▶ [Problem to work on]: Transcribe the stretch from "Additionally, organizations like" through "possible safety standards." in the passage on in silico experimentation, keeping its wording and punctuation unchanged.

▶ [Quoted passage]:
★ ★ ★ ★ ★

Measures like standardization play a large part toward standardizing in silico. In this blog, Dr. Marc Horner, Lead Healthcare Specialist at Ansys, shares that The American Society of Mechanical Engineers (ASME) standard on the V&V of medical devices completes the regulatory pathway for computational modeling. “The ASME V&V 40 subcommittee is now working to educate the community about the standard and its best practices. This education is being done through industry days, training sessions, examples, and new work items.”
Additionally, organizations like the In Silico World Project are working to lower the barriers to a universal adoption of in silico trials. Their vision is a future where medical products, thanks to the use of modeling and simulation, are developed much faster and with the highest possible safety standards.
The In Silico World Project, in partnership with the Avicenna Alliance, are actively working toward this goal with efforts such as the Good Simulation Practice (GSP) Task Force, which was created as a community and sounding board for future simulation standardization efforts.
The Evolution of and Future of In Silico Experimentation
As in silico methods evolve and become more rapidly adopted by the medical device engineering and healthcare industries, it can help solve some of the scientific, methodological, ethical, regulatory, and financial issues related to the development of medicinal products to benefit patients.
As predicted by Dr. Liesbet Geris, Research Professor in Biomechanics and Computational Tissue Engineering at the University of Liège and KU Leuven in Belgium. “Very soon, I believe it will be considered unethical to fail to use in silico methods for biomedical research.”
“Given the enormous benefits of the in silico approach, and the increasing accuracy of modeling and simulation tools, there will be a reduced need to incorporate humans or animals into our experiments,” Geris explains. “We will be able to move faster, more confidently, and more cost-effectively toward research discoveries by using advanced simulation tools than we would using traditional in vitro and in vivo approaches.”
According to Geris, one of the primary benefits of in silico experimentation is the ability to create customized models that reflect a specific patient. “Every human body is distinct in its geometry, movements, and behaviors,” notes Geris. “By creating a patient-specific simulation, we can predict how a proposed treatment plan will work not just in a generalized way, but in some cases also for a specific person. This is a revolutionary concept that has the potential to fundamentally change the way we treat patients in a medical setting.”

★ ★ ★ ★ ★

▶ [Data listing]:
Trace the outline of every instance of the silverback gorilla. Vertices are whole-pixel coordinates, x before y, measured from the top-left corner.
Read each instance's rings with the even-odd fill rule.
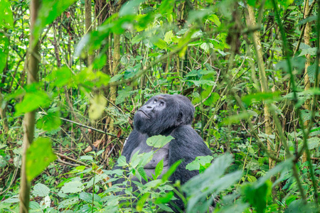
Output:
[[[178,180],[183,185],[198,175],[198,171],[187,170],[186,165],[197,156],[211,155],[211,151],[191,126],[194,111],[190,100],[182,95],[160,94],[149,99],[134,114],[134,129],[122,151],[127,162],[130,162],[137,151],[142,153],[152,150],[152,147],[146,142],[149,137],[170,135],[174,139],[158,150],[152,160],[144,166],[148,176],[151,177],[151,174],[154,174],[156,165],[162,159],[163,173],[177,160],[183,160],[169,178],[173,183]],[[175,202],[180,209],[184,209],[181,200],[178,200]],[[173,209],[177,211],[174,208]]]

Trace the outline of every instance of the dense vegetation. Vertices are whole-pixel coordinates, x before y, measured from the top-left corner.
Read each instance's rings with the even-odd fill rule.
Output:
[[[170,212],[174,194],[319,212],[319,0],[0,0],[0,212]],[[213,158],[115,195],[133,115],[163,93],[192,100]],[[146,179],[151,155],[118,163]]]

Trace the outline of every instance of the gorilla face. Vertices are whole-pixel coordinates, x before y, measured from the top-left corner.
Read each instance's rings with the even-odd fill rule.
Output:
[[[166,134],[180,125],[193,120],[194,107],[190,100],[179,94],[160,94],[150,99],[134,115],[134,127],[149,136]]]

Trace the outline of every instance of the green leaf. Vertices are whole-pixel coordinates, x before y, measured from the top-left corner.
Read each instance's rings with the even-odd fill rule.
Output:
[[[0,74],[2,73],[4,67],[6,67],[6,59],[9,53],[9,42],[8,38],[6,38],[3,33],[0,33]]]
[[[203,173],[194,176],[182,186],[183,191],[189,197],[187,212],[203,212],[203,209],[208,209],[211,204],[210,200],[206,201],[208,196],[213,193],[218,195],[221,190],[229,187],[241,178],[241,171],[236,171],[221,178],[232,162],[232,155],[225,154],[216,158]],[[199,202],[202,203],[201,206],[198,205]]]
[[[39,107],[46,108],[49,106],[51,100],[48,94],[42,90],[33,88],[27,92],[23,101],[16,105],[15,116],[32,111]]]
[[[161,38],[158,38],[156,41],[152,41],[152,43],[160,49],[166,48],[166,43]]]
[[[210,43],[203,43],[200,48],[203,49],[206,53],[208,53],[209,50],[213,48],[213,45]]]
[[[171,141],[172,139],[174,139],[174,138],[171,136],[154,136],[146,139],[146,144],[154,148],[161,148],[164,147],[164,146],[165,146],[166,143]]]
[[[164,196],[158,197],[154,202],[155,204],[168,203],[174,197],[174,192],[172,191],[168,192]]]
[[[310,55],[316,55],[316,48],[311,48],[308,49],[303,49],[301,51],[300,54],[298,56],[302,56],[306,54],[309,54]]]
[[[146,175],[146,171],[143,167],[139,167],[137,169],[139,174],[144,179],[144,180],[148,181],[148,175]]]
[[[174,173],[176,171],[176,168],[179,165],[182,163],[181,160],[179,160],[174,163],[168,170],[168,171],[162,176],[162,180],[163,181],[167,181],[170,176],[174,174]]]
[[[267,207],[267,200],[271,195],[272,185],[270,180],[257,187],[252,184],[246,184],[241,188],[242,194],[255,207],[257,212],[263,213]]]
[[[149,198],[149,196],[150,195],[150,193],[146,193],[144,195],[142,195],[140,199],[137,202],[137,210],[140,212],[142,210],[142,208],[144,207],[144,203],[146,202],[146,200]]]
[[[315,148],[318,148],[320,145],[320,138],[318,137],[312,137],[310,138],[308,138],[308,148],[309,149],[314,149]]]
[[[247,119],[250,116],[250,114],[247,112],[241,112],[239,114],[231,116],[223,120],[221,122],[223,125],[229,125],[232,124],[238,124],[242,119]]]
[[[33,31],[34,40],[33,43],[31,45],[32,48],[38,42],[44,27],[50,24],[74,2],[75,0],[43,0],[42,1]]]
[[[96,94],[90,100],[91,106],[89,108],[89,117],[92,120],[97,120],[99,119],[103,111],[105,111],[105,106],[107,105],[107,100],[105,97],[101,94]]]
[[[61,192],[63,193],[78,193],[82,192],[83,189],[83,184],[80,180],[73,180],[66,182],[61,187]]]
[[[171,208],[170,208],[167,205],[165,205],[164,204],[159,204],[158,206],[160,207],[160,209],[165,211],[165,212],[174,212],[174,210],[171,209]]]
[[[58,129],[61,125],[59,111],[48,112],[37,121],[37,128],[44,131],[52,131]]]
[[[53,86],[60,87],[71,83],[73,73],[68,67],[63,67],[58,70],[53,71],[48,75],[47,79],[53,83]]]
[[[311,83],[314,83],[314,80],[316,79],[316,64],[314,64],[311,66],[309,66],[308,68],[306,69],[306,71],[308,72],[308,76],[309,76],[309,80],[310,81]],[[320,69],[319,69],[319,72],[320,72]]]
[[[251,175],[247,175],[247,180],[250,182],[252,182],[257,181],[257,178],[255,176],[252,176]]]
[[[156,166],[156,169],[154,170],[154,175],[156,175],[156,178],[157,178],[162,173],[164,170],[164,159],[161,159]]]
[[[250,94],[242,97],[241,99],[245,104],[249,106],[253,102],[266,100],[274,101],[279,99],[279,98],[280,98],[280,92],[258,92],[255,94]]]
[[[46,197],[49,195],[50,189],[42,183],[37,183],[34,187],[32,194],[35,197]]]
[[[116,105],[123,103],[127,97],[129,97],[132,92],[132,87],[125,87],[124,89],[118,91],[118,96],[116,98]]]
[[[132,0],[125,3],[119,11],[119,16],[124,16],[127,15],[133,15],[137,13],[138,7],[143,0]]]
[[[38,138],[26,151],[26,173],[31,182],[53,162],[57,157],[52,152],[51,141],[49,138]]]
[[[8,29],[13,29],[14,15],[12,14],[12,11],[11,9],[11,4],[9,1],[0,0],[0,14],[1,14],[0,29],[3,28]]]
[[[119,157],[118,160],[117,160],[117,166],[127,166],[128,164],[127,163],[126,157],[124,155],[121,155]]]
[[[217,15],[215,14],[211,14],[208,19],[215,23],[216,26],[220,26],[221,25],[221,22],[219,20],[219,18],[218,18]]]
[[[200,170],[200,166],[207,165],[208,164],[210,165],[212,160],[213,160],[213,157],[210,155],[207,156],[198,156],[196,159],[191,163],[187,164],[186,166],[186,169],[188,170]]]
[[[174,33],[172,33],[172,31],[168,31],[164,35],[164,41],[169,44],[172,41],[172,38],[174,38]]]
[[[160,14],[164,15],[165,13],[172,13],[175,1],[176,1],[174,0],[161,1],[161,4],[159,8],[159,12],[160,13]]]

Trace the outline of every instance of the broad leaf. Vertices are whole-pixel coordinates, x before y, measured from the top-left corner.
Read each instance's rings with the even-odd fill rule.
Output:
[[[31,182],[40,175],[57,157],[52,152],[49,138],[38,138],[31,143],[26,152],[26,173]]]
[[[37,183],[34,187],[32,194],[37,197],[46,197],[49,195],[50,189],[45,185],[42,183]]]
[[[6,38],[3,33],[0,33],[0,74],[2,73],[4,67],[6,67],[9,53],[9,42],[8,38]]]
[[[208,168],[208,165],[211,165],[211,161],[213,159],[213,156],[198,156],[196,159],[191,163],[188,163],[186,166],[186,169],[188,170],[200,170],[201,165],[206,166]]]
[[[149,146],[153,146],[154,148],[161,148],[166,143],[174,139],[171,136],[154,136],[146,139],[146,144]]]
[[[14,28],[14,16],[8,0],[0,0],[0,29],[1,28]],[[1,51],[0,51],[1,53]],[[1,56],[1,55],[0,55]],[[1,57],[0,57],[1,58]],[[0,69],[1,70],[1,69]]]
[[[90,101],[89,117],[92,120],[97,120],[101,117],[107,105],[107,100],[102,95],[96,94]]]
[[[67,9],[75,0],[43,0],[39,10],[38,18],[33,31],[33,47],[46,25],[50,24],[55,18]]]

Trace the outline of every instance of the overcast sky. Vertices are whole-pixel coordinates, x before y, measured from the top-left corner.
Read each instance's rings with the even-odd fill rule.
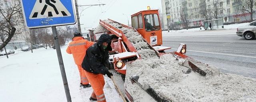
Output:
[[[127,17],[130,21],[130,15],[147,9],[149,6],[151,9],[162,9],[161,0],[78,0],[78,5],[106,4],[104,6],[93,6],[85,9],[82,13],[80,19],[82,32],[87,32],[88,29],[96,27],[100,19],[110,18],[128,24]],[[89,6],[79,7],[79,13]],[[127,16],[124,15],[124,14]]]

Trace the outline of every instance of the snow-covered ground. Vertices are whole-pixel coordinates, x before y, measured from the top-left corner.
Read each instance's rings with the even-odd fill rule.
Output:
[[[66,47],[61,50],[72,101],[90,102],[92,89],[79,87],[78,69]],[[56,50],[33,51],[0,57],[0,102],[66,102]],[[111,80],[105,79],[107,101],[122,102]]]
[[[224,25],[224,29],[222,28],[218,28],[216,29],[216,28],[213,28],[213,29],[215,30],[223,30],[223,29],[236,29],[237,27],[241,26],[245,26],[246,25],[249,24],[249,23],[243,23],[243,24],[230,24],[228,25]],[[200,29],[200,28],[192,28],[189,29],[188,30],[186,29],[181,29],[179,30],[177,30],[175,31],[175,30],[170,30],[170,32],[172,33],[182,33],[182,32],[194,32],[196,31],[205,31],[203,27],[202,27],[202,29]],[[170,33],[169,32],[169,33]],[[168,31],[163,31],[163,33],[168,33]]]

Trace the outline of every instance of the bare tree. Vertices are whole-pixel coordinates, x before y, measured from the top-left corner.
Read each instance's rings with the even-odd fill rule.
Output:
[[[182,21],[182,23],[184,26],[186,27],[187,30],[188,29],[188,24],[189,22],[188,18],[188,14],[186,13],[185,10],[180,10],[180,18]]]
[[[250,14],[250,20],[253,20],[252,14],[255,12],[254,7],[255,6],[256,2],[254,0],[244,0],[243,4],[245,5],[243,6],[243,10],[248,12]]]
[[[24,30],[16,29],[24,26],[20,2],[14,0],[8,6],[0,4],[0,37],[3,43],[0,49],[4,48],[11,41],[15,34]]]

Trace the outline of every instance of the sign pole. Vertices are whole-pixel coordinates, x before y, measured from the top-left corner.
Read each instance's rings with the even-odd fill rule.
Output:
[[[67,77],[66,75],[66,72],[65,72],[65,68],[64,68],[64,64],[62,60],[62,57],[60,51],[60,43],[59,43],[59,40],[58,37],[58,33],[57,33],[57,29],[56,26],[52,26],[52,33],[53,34],[53,38],[54,40],[54,45],[56,48],[56,51],[57,52],[57,55],[59,61],[59,64],[60,65],[60,72],[61,73],[61,76],[62,77],[62,81],[64,85],[64,88],[65,88],[65,92],[66,93],[66,96],[67,98],[67,101],[68,102],[71,102],[71,97],[70,94],[69,92],[69,88],[68,88],[68,81],[67,80]]]

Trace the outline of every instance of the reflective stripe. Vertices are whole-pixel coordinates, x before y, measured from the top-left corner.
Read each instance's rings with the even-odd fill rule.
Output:
[[[103,96],[104,96],[104,94],[101,94],[101,95],[100,95],[100,96],[97,96],[97,95],[96,95],[96,97],[100,98],[100,97],[101,97]]]
[[[106,100],[106,98],[105,97],[104,97],[104,98],[103,98],[102,99],[99,99],[99,100],[97,99],[97,101],[103,101],[103,100]]]
[[[69,46],[77,46],[77,45],[86,45],[86,43],[76,43],[76,44],[70,44],[69,45]]]

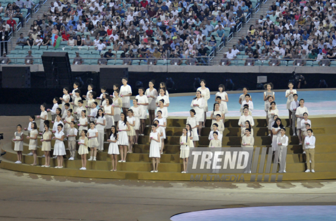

★ ★ ★ ★ ★

▶ [Solution]:
Additionally, organizations like the In Silico World Project are working to lower the barriers to a universal adoption of in silico trials. Their vision is a future where medical products, thanks to the use of modeling and simulation, are developed much faster and with the highest possible safety standards.